::: Selection :::

CANWNT News Round-Up, December 2 – 15

Our latest episode is out in which we talk about Canada’s performance in the group stage vs. Spain, Nigeria and Japan in the U20 Women’s World Cup; updates on the European leagues and the NCAA; and news about the Algarve Cup, to which Canada will return as reigning champions!


FIFA U-20 Women’s World Cup

Saturday, December 3rd

For Kicks, Jessica

The Sincy Snub (Again!)

News came out last week announcing the shortlists of the FIFA awards. If you’re a Canadian women’s national soccer team (CANWNT) fan, you probably noticed someone missing from the list. Like many of your fellow CANWNT fans, you’re probably feeling annoyance (to put it nicely) as Christine Sinclair has once again not made the shortlist for the Best FIFA Women’s Player of the Year award. This is her eighth time being snubbed (previously nominated in 2005, 2006, 2007, 2008, 2010, 2012, and 2013); not once has she been shortlisted. Just to add some dressing to the snub salad, John Herdman (previously nominated in 2012 and 2015) was also left out of the final three shortlist this year. For the third time. If you’re like me, this is the sound you immediately heard in your head upon word of this news:

I’m not going to cover the Herdman snub specifically because three times is still a tolerable amount. Although, what does a guy have to do in order to make the shortlist? Apparently leading a team to an Olympic medal and jumping up the FIFA ranking all while smoothly integrating younger players into the national team is not enough. Sundhage and Neid should be there. Ellis? Haha. Just another cruel joke from 2016.

So let’s delve into this issue. How was Christine Sinclair’s performance in 2016?

::: Dataset entries :::

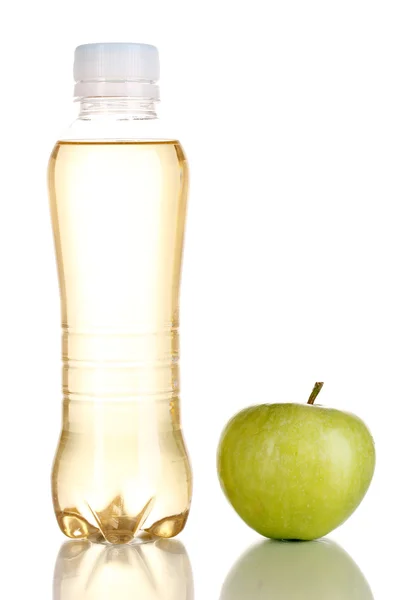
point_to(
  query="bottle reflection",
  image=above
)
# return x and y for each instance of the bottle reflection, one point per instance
(296, 571)
(154, 571)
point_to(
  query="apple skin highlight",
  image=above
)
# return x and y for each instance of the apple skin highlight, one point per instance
(293, 471)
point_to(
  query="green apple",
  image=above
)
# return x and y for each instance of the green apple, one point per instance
(293, 471)
(319, 570)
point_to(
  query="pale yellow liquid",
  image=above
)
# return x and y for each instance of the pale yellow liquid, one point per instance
(118, 211)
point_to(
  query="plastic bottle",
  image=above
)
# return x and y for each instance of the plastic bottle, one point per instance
(118, 192)
(159, 571)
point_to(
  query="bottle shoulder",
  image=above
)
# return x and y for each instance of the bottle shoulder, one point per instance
(141, 130)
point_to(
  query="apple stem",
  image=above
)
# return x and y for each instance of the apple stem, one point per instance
(316, 390)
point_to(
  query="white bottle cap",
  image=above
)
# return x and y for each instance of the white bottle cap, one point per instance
(116, 70)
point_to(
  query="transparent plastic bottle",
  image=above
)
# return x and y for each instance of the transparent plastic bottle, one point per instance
(118, 192)
(159, 571)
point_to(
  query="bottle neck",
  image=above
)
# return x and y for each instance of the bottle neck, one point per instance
(121, 108)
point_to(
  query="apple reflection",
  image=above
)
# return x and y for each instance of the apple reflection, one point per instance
(296, 571)
(153, 571)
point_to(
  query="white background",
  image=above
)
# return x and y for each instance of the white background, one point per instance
(289, 114)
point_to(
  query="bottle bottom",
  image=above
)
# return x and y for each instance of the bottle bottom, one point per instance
(121, 471)
(119, 530)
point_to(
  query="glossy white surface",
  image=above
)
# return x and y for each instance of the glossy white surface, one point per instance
(289, 114)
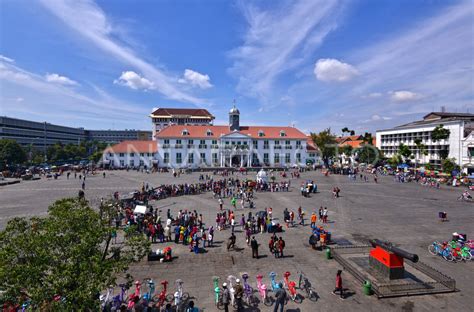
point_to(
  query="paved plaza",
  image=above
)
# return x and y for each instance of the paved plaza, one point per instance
(405, 214)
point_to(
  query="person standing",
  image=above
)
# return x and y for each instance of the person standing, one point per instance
(254, 245)
(339, 285)
(280, 298)
(313, 220)
(225, 297)
(281, 246)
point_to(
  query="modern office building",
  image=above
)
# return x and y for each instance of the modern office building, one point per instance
(460, 143)
(117, 136)
(39, 134)
(164, 117)
(43, 134)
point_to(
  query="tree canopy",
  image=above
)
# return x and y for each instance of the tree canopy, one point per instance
(67, 254)
(326, 142)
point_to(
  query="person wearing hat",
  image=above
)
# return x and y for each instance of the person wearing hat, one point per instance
(239, 292)
(280, 298)
(339, 284)
(225, 297)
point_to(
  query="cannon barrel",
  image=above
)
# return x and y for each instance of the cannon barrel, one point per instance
(399, 252)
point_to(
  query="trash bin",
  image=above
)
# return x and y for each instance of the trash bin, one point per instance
(367, 287)
(328, 253)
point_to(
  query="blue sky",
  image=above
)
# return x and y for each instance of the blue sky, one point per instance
(364, 64)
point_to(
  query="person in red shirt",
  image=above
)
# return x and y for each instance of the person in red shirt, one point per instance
(339, 284)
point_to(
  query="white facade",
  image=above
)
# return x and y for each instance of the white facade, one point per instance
(232, 150)
(130, 159)
(457, 144)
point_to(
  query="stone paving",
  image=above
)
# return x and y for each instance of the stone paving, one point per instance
(405, 214)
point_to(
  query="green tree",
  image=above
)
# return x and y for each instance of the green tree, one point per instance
(326, 142)
(368, 154)
(449, 164)
(421, 149)
(66, 253)
(11, 153)
(404, 151)
(440, 133)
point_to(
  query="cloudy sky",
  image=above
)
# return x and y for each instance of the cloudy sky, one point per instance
(364, 64)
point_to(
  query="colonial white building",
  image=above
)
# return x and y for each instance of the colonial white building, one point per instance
(188, 146)
(460, 142)
(164, 117)
(131, 154)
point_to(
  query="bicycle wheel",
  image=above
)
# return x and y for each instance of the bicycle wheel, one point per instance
(312, 295)
(298, 298)
(432, 250)
(268, 301)
(185, 297)
(169, 298)
(447, 255)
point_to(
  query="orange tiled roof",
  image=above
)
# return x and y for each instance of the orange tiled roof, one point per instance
(310, 145)
(200, 112)
(175, 131)
(133, 147)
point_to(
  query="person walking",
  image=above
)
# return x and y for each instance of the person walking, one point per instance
(225, 297)
(281, 246)
(238, 294)
(313, 220)
(339, 285)
(280, 298)
(254, 245)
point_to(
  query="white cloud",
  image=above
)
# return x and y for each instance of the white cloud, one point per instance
(404, 96)
(372, 95)
(89, 20)
(334, 70)
(6, 59)
(278, 40)
(378, 117)
(196, 79)
(55, 78)
(134, 81)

:::

• [To-do list]
(1) According to the CANWNT news round-up, which two people does the writer say should be on the coach shortlist?
(2) List every year in which, according to the CANWNT news round-up, Christine Sinclair was previously nominated for the award.

• [Solutions by task]
(1) Sundhage and Neid

(2) 2005, 2006, 2007, 2008, 2010, 2012, 2013